■ Written task:
Rewrite the passage on Branson between "Some locals are" and "a true pioneer.", inclusive, changing "seasonal" to "temporary".
* start Selected excerpt *
The appeal of the rolling Ozarks is not lost on the entertainers, most of whom have settled there after long, exhausting runs on the road. Even with 12 shows a week, Tillis considers life in Branson "a vacation." Says resident singer-comedian Jim Stafford, whose witty, whimsical show is in its second year: "It is easy to get burned out on the road. But here I live on the lake. I just drive in, play and go home."

Branson, too rocky to grow anything but "kids and tomatoes," has long been a tourist town. It drew its early visitors as the setting of the sentimental 1907 best seller The Shepherd of the Hills, now re-enacted nightly in an amphitheater. Things picked up around 1960 with the opening of Silver Dollar City, a turn-of-the-century theme park, and Table Rock Lake, a fish-rich creation of the Army Corps of Engineers. At about the same time came a country jamboree called the Baldknobbers, named for a legendary vigilante group, and still a top attraction. But it was not until 1983, when Roy Clark's Celebrity Theater began to bring big names to town, that the strip began its growth spurt.

Next spring will see the strongest surge yet: new theaters from Johnny Cash, Silver Dollar City and, perhaps, Andy Williams. Country is still king, but the newer shows have broader ambitions. Violinist Tabuchi's variety show, perhaps the most popular in town, downplays country and goes heavy on glitz. Says Ben Bush, a businessman who plans a two-theater complex next spring: "People want to be entertained. If that means less country music, then that is what it will take."

But city fathers have no intention of turning their town into another Las Vegas. Branson sees itself as a family attraction: almost every production has a flag-waving number, and there are several gospel shows. Jack Herschend, president of Silver Dollar City, points out that no blue shows have succeeded. "This is such a family place that anyone who tried to capture the off- color niche wouldn't work."

Some locals are less than thrilled by the heavy traffic -- and by the half- percent increase in sales tax passed last week to pay for new roads. Many more jobs are available than in the past, but most are seasonal and pay at or near minimum wage. "In the winter everyone sits around on unemployment," says Gary Evans, a vending-machine salesman. "Mostly, though, the attitude is, 'Don't bite the hand that feeds you.'

But there is no turning back the clock. Too many tourists have found a friendly, affordable mecca in Branson; too many nationally known performers, & some of whose hits are behind them, have found appreciative audiences. "It is an honest-to-goodness boomtown," says Stafford. "There are other places where this could be happening, but it's not. The gold rush is here." Spoken like a true pioneer.
* end Selected excerpt *
* start Data provided *
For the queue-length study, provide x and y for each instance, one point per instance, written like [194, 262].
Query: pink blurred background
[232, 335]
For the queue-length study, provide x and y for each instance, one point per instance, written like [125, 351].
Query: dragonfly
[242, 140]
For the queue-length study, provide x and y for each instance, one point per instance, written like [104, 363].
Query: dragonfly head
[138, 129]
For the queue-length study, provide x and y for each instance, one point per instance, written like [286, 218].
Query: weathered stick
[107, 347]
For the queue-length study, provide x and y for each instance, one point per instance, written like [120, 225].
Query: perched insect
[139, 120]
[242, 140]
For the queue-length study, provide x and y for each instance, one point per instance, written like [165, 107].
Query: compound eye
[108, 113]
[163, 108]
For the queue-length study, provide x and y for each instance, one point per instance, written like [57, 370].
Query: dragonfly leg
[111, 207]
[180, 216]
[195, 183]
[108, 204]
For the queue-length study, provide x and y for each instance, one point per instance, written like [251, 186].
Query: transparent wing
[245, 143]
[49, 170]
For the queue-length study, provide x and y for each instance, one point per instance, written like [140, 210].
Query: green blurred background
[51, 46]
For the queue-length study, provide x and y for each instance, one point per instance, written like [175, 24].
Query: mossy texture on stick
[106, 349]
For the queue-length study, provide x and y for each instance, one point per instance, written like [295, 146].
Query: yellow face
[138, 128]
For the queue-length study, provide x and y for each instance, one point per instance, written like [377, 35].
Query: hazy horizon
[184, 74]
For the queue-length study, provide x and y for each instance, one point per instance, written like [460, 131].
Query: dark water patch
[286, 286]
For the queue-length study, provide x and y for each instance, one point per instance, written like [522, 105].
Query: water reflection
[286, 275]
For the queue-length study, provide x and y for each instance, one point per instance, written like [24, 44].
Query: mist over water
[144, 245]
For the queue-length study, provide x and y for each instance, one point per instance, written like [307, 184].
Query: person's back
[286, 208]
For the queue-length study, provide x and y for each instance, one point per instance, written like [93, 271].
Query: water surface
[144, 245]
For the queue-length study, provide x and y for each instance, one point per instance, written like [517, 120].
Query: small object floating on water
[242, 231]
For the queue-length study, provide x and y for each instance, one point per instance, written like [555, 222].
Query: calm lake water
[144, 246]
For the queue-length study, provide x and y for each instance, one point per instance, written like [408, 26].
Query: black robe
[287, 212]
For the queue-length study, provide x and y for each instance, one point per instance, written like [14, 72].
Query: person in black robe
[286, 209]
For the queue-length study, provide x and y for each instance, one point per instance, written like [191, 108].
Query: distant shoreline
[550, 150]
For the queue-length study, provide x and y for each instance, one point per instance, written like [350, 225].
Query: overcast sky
* end Data provided *
■ Problem solution:
Some locals are less than thrilled by the heavy traffic -- and by the half- percent increase in sales tax passed last week to pay for new roads. Many more jobs are available than in the past, but most are temporary and pay at or near minimum wage. "In the winter everyone sits around on unemployment," says Gary Evans, a vending-machine salesman. "Mostly, though, the attitude is, 'Don't bite the hand that feeds you.'

But there is no turning back the clock. Too many tourists have found a friendly, affordable mecca in Branson; too many nationally known performers, & some of whose hits are behind them, have found appreciative audiences. "It is an honest-to-goodness boomtown," says Stafford. "There are other places where this could be happening, but it's not. The gold rush is here." Spoken like a true pioneer.